● What this task involves
An exact reproduction of all the data is needed, with no images in it.

● Images for object localization
○ ○ ○ ○

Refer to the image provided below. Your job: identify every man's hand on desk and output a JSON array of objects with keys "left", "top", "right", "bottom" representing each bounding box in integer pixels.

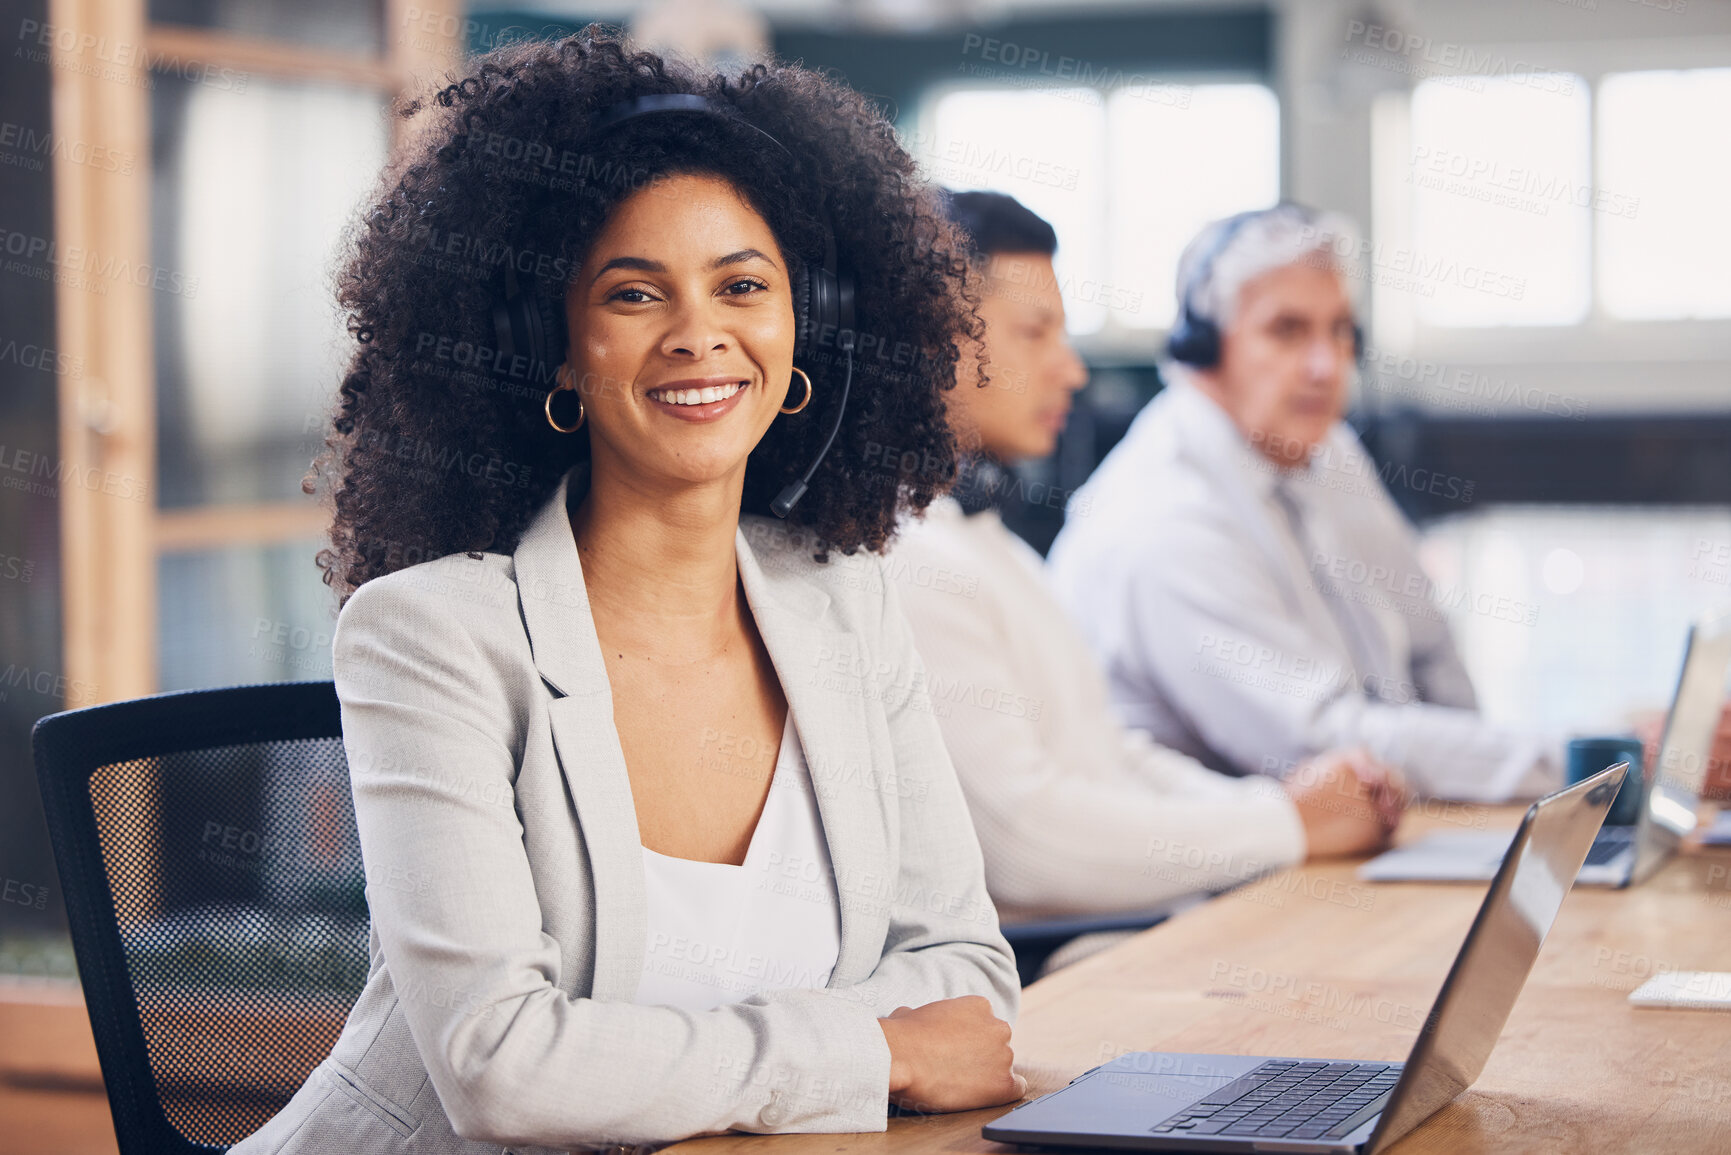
[
  {"left": 1635, "top": 703, "right": 1731, "bottom": 801},
  {"left": 878, "top": 995, "right": 1026, "bottom": 1113},
  {"left": 1710, "top": 704, "right": 1731, "bottom": 799},
  {"left": 1283, "top": 747, "right": 1409, "bottom": 860}
]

○ ○ ○ ○

● Completed exercise
Refer to the image provided below. Your job: identify every man's hand on desk and output a JSON array of objects with keys "left", "top", "right", "bottom" representing each bounding box in integer pixels.

[
  {"left": 1635, "top": 703, "right": 1731, "bottom": 801},
  {"left": 878, "top": 995, "right": 1026, "bottom": 1113},
  {"left": 1710, "top": 704, "right": 1731, "bottom": 799},
  {"left": 1283, "top": 747, "right": 1409, "bottom": 860}
]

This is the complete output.